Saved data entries

********************

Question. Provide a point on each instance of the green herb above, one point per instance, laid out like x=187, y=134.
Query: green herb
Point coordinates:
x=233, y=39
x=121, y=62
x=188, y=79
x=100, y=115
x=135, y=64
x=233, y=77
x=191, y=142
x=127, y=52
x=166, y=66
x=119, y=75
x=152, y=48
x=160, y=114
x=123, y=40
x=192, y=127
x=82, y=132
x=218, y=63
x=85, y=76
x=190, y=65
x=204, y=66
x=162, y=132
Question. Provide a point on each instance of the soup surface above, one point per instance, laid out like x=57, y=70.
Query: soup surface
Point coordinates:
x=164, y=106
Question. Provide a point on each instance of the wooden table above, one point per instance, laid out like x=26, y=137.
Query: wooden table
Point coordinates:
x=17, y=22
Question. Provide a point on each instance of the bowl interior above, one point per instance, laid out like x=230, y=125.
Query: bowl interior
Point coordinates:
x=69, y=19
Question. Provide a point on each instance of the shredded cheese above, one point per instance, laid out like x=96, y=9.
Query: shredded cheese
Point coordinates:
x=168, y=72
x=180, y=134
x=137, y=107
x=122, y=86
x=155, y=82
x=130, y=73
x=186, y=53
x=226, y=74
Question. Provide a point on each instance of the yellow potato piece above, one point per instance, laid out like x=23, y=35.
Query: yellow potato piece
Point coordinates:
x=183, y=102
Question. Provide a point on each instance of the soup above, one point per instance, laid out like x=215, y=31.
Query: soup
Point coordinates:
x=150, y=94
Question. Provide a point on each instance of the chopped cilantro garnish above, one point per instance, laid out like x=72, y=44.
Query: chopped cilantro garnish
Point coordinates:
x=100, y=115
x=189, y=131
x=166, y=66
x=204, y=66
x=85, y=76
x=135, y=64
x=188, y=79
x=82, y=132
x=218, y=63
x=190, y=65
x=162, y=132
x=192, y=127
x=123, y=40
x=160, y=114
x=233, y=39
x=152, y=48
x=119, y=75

********************

TASK DETAILS: Extract all of the lines above and reproduce them verbatim.

EXERCISE RESPONSE:
Question. Provide a point on each instance of the green herb above, one point per instance, laid out like x=187, y=134.
Query: green herb
Point coordinates:
x=233, y=39
x=121, y=62
x=188, y=79
x=100, y=115
x=135, y=64
x=233, y=77
x=191, y=142
x=127, y=52
x=166, y=66
x=119, y=75
x=152, y=48
x=160, y=114
x=123, y=40
x=192, y=127
x=82, y=132
x=218, y=63
x=85, y=76
x=190, y=65
x=204, y=66
x=162, y=132
Question. Provide a point on each instance of the soup surface above, one point per instance, laid out like x=57, y=70.
Query: soup surface
Point coordinates:
x=164, y=106
Question. Provide a point on each instance of the wooden table above, one point per instance, laid out like x=26, y=137.
Query: wooden table
Point coordinates:
x=17, y=22
Question. Provide a point on each instance of the bowl interior above, one point per instance, laid out like x=230, y=125.
Query: bowl interior
Point coordinates:
x=69, y=19
Question. Provide a point on each instance of the shredded cheese above, one point per instance, laid out like x=96, y=9.
Query: shredded cheese
Point coordinates:
x=168, y=72
x=180, y=134
x=137, y=107
x=122, y=86
x=155, y=82
x=130, y=73
x=186, y=53
x=226, y=74
Question. Provide a point on each instance of the yellow potato piece above, one point per instance, laid out like x=23, y=35.
Query: yellow potato piece
Point coordinates:
x=183, y=102
Question. Provide a point on each instance of the soup above, one point per instance, laid out like x=215, y=31.
Query: soup
Point coordinates:
x=150, y=94
Question. Provide a point on each instance of the chopped cilantro garnish above, one point per instance, laid out like x=72, y=44.
Query: chopped cilantro garnish
Point coordinates:
x=100, y=115
x=189, y=131
x=166, y=66
x=204, y=66
x=85, y=76
x=135, y=64
x=188, y=79
x=82, y=132
x=218, y=63
x=190, y=65
x=162, y=132
x=192, y=127
x=123, y=40
x=160, y=114
x=233, y=39
x=152, y=48
x=119, y=75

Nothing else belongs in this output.